What you are asked to do - Lines before the one containing "Target: crumbling wall" are left out; return that line and every line after it exactly, through the end of the data below.

[Records from a collection]
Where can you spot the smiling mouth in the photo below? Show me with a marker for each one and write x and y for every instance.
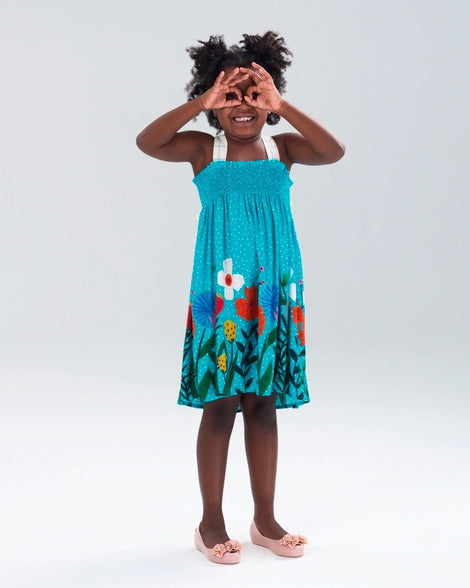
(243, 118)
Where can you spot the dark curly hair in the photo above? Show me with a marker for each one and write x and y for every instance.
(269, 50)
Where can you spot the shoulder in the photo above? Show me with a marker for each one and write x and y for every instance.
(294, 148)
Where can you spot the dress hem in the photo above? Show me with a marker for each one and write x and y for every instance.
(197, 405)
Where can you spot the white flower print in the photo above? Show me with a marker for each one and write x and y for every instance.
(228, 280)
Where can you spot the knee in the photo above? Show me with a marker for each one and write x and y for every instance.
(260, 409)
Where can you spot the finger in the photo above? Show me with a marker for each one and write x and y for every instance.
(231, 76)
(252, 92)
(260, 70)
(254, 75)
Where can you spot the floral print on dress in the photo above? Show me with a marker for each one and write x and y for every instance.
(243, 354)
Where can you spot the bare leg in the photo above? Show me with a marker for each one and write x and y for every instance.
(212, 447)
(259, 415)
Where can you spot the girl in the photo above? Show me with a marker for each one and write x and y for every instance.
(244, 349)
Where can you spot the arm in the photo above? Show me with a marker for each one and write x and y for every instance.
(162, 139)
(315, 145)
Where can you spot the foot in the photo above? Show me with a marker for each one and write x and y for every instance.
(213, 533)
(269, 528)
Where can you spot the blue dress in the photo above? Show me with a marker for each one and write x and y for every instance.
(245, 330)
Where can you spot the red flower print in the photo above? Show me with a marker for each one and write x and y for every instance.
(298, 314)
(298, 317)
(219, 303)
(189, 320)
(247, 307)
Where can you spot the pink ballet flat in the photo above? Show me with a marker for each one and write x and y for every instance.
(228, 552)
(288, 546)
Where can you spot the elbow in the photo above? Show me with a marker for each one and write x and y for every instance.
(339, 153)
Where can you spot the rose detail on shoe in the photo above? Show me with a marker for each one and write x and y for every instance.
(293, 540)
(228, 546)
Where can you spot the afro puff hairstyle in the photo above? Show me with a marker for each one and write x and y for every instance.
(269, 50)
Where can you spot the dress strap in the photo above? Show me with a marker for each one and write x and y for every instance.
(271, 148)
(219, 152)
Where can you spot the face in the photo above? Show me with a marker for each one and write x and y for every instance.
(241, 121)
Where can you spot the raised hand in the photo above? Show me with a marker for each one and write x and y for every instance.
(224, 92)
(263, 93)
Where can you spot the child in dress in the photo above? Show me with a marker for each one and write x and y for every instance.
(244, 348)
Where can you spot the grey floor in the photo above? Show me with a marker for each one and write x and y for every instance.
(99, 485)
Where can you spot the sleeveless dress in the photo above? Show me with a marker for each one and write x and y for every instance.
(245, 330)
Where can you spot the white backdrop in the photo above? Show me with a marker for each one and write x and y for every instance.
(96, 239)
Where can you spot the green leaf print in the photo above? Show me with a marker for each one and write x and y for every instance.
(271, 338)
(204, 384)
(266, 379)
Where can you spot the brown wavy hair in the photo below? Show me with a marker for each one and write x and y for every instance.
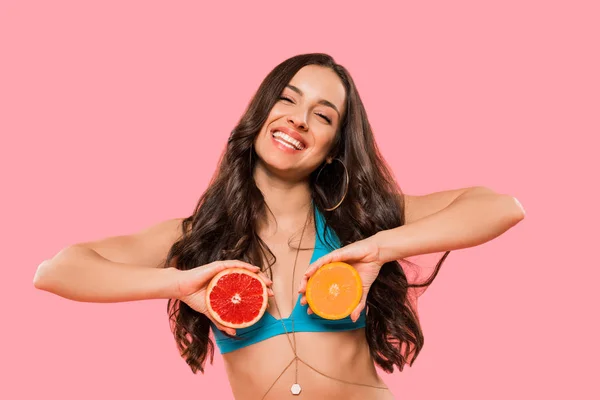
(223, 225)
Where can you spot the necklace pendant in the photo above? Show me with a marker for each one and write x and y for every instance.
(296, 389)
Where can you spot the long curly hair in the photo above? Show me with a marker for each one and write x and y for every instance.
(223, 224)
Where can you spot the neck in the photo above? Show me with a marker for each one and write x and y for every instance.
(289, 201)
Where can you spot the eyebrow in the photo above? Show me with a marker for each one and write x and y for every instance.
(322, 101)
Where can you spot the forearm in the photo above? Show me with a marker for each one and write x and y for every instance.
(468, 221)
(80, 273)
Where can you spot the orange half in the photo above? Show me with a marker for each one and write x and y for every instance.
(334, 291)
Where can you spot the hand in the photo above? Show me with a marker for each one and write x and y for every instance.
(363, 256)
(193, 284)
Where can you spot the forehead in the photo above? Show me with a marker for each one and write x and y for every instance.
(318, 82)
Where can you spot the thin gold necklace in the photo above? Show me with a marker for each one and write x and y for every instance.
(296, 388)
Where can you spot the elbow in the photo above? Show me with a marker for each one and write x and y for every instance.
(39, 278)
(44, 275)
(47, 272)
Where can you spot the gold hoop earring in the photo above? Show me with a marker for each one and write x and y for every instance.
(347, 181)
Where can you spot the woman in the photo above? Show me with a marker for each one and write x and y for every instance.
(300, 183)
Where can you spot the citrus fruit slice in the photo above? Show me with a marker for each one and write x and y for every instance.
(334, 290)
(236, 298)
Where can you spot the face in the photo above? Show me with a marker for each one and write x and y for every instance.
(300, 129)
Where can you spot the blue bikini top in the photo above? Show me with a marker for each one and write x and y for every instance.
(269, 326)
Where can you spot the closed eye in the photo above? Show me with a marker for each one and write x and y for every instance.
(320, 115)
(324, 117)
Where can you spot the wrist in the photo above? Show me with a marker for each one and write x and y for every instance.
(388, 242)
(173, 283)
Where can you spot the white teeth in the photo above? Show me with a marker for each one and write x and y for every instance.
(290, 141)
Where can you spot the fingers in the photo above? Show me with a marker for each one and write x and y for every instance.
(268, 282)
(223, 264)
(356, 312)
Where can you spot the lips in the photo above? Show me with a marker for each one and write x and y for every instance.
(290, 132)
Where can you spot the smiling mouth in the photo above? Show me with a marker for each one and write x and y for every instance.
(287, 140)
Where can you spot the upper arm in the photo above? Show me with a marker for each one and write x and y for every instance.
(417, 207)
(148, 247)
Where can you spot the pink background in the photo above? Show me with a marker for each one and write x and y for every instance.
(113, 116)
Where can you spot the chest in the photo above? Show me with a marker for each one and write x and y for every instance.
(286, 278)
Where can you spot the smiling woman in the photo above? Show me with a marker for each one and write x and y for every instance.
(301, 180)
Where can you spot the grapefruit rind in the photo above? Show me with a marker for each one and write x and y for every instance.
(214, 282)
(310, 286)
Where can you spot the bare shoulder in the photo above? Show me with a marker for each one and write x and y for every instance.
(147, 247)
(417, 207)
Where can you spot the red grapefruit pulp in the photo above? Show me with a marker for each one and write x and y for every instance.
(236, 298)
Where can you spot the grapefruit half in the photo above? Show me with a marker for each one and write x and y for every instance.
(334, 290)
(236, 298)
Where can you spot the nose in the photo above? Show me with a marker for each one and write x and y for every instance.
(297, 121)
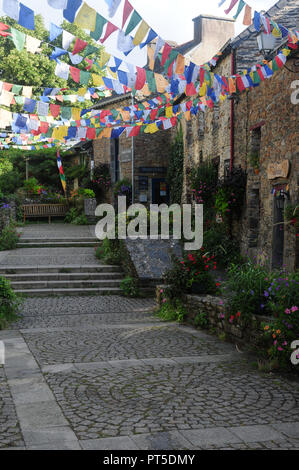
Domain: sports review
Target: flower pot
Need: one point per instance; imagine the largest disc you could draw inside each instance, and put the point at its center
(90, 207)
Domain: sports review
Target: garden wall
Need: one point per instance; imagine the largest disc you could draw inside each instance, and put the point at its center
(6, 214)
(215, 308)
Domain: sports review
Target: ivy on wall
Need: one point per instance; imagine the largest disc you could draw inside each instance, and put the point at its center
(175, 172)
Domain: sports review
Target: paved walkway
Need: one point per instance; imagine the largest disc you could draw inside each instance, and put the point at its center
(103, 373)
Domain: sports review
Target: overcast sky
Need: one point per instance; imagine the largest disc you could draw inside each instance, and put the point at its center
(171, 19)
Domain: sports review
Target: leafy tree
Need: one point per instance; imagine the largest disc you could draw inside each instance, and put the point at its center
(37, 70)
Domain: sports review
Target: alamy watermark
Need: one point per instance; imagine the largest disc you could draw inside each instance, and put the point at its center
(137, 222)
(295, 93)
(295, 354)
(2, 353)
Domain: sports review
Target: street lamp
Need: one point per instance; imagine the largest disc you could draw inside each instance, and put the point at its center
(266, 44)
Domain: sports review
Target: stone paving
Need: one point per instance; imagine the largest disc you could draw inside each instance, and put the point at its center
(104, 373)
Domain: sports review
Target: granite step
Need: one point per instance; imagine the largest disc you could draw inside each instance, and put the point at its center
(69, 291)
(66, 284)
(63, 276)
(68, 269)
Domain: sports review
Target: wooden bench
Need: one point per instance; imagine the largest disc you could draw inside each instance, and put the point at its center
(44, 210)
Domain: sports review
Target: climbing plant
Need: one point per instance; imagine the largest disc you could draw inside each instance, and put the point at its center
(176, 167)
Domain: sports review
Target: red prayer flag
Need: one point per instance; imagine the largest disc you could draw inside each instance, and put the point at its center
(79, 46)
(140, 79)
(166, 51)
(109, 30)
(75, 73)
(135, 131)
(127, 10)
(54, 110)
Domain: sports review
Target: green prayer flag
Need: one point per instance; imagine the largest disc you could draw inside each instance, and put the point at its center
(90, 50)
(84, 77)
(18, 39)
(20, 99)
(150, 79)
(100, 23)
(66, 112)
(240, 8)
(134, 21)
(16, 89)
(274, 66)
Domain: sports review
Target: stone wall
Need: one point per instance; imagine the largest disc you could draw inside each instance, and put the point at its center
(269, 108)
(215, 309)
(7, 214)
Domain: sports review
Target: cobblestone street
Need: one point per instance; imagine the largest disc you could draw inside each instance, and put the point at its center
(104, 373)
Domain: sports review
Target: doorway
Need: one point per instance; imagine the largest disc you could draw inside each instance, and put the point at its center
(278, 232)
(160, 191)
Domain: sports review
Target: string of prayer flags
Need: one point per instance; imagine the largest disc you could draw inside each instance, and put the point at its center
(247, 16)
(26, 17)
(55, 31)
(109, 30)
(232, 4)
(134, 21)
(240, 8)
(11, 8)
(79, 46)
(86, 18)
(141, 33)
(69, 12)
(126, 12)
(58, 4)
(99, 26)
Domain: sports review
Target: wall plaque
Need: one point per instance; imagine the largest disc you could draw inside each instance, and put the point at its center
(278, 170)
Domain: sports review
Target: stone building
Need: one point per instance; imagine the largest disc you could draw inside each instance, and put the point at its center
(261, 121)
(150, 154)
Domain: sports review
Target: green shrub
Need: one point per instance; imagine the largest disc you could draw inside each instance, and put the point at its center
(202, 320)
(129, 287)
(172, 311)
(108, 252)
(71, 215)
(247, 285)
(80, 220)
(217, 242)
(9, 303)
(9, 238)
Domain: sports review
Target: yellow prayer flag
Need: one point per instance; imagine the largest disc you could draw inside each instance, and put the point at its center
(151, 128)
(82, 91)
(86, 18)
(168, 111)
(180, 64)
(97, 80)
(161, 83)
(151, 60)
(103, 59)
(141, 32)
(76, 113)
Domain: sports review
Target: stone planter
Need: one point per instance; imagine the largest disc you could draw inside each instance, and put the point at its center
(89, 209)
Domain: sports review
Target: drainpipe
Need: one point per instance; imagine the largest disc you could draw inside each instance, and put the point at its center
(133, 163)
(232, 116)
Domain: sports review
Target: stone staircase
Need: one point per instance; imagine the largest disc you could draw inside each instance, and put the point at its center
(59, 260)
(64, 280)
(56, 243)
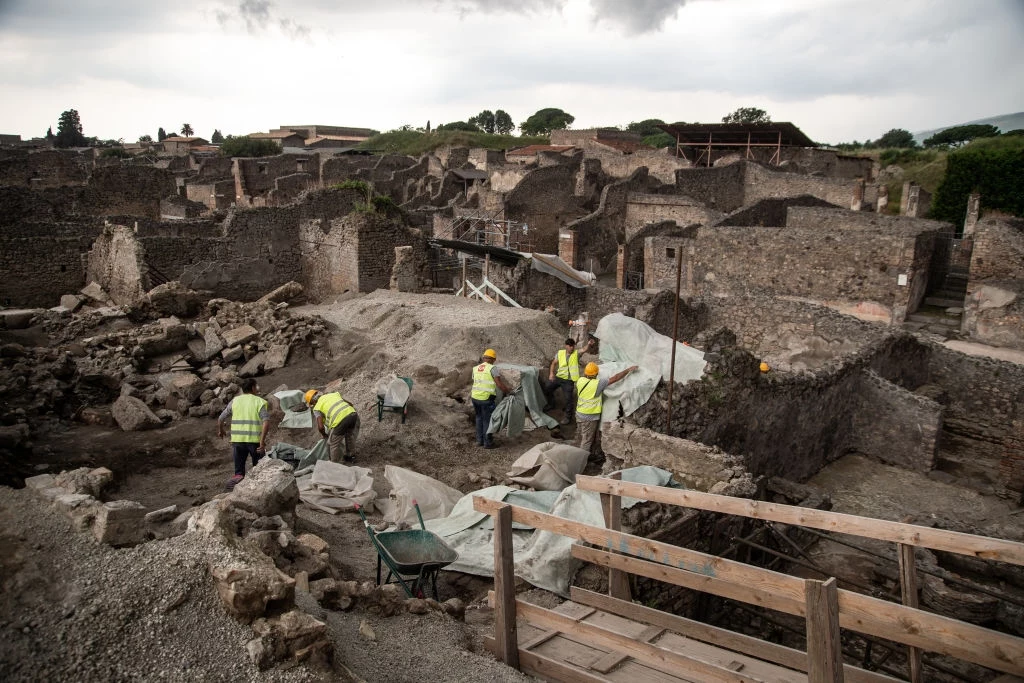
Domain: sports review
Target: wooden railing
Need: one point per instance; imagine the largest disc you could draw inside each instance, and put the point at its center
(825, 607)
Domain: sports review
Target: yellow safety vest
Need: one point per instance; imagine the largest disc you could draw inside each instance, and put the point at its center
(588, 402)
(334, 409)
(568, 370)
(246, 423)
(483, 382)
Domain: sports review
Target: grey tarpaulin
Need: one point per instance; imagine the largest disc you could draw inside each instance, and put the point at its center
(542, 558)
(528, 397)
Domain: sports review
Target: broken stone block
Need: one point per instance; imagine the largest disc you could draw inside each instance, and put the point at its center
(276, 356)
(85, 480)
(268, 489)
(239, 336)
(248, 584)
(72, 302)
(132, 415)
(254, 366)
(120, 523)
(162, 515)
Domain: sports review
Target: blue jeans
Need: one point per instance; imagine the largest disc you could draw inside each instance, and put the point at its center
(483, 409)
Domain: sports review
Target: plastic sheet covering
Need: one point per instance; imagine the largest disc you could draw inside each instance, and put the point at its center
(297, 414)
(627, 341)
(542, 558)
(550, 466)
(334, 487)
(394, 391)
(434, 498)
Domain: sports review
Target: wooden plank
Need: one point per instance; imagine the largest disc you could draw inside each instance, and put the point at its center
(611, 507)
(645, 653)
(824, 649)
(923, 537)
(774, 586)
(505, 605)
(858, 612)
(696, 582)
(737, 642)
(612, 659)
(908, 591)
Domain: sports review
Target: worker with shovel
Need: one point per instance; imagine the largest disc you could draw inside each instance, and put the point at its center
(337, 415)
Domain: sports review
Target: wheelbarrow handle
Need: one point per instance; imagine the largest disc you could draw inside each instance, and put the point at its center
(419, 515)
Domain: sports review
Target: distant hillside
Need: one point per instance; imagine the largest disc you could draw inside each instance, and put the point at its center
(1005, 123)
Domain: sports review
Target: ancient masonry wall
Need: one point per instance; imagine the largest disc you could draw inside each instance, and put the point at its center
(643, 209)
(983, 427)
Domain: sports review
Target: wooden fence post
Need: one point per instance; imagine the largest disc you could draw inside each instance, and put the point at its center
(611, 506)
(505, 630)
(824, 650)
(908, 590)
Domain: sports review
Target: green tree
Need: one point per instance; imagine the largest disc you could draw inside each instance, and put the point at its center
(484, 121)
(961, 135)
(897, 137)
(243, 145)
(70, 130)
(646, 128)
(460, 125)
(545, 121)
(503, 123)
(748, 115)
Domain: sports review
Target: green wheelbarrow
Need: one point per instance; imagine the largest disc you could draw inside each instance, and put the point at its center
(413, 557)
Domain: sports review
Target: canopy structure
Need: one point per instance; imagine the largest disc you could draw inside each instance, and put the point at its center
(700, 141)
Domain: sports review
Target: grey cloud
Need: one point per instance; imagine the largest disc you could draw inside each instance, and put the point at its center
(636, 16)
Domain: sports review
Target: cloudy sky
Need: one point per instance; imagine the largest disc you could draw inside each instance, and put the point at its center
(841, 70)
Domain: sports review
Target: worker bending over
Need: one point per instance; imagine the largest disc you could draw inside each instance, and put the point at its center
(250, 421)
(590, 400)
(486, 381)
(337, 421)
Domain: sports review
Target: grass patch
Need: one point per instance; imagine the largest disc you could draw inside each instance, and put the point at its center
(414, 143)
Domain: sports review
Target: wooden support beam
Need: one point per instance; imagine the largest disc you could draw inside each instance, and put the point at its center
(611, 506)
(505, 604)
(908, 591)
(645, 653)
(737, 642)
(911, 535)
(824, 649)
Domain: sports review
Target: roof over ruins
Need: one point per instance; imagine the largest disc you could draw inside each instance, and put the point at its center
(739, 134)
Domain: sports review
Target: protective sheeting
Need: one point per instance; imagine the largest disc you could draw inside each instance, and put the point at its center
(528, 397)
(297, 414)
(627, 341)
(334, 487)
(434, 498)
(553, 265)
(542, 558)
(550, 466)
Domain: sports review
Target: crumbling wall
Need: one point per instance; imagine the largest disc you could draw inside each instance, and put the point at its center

Response for this exercise -
Target: crumbling wall
Need: one point per instance; imagine the largest disc you could draw inside each instance, and put the point at its center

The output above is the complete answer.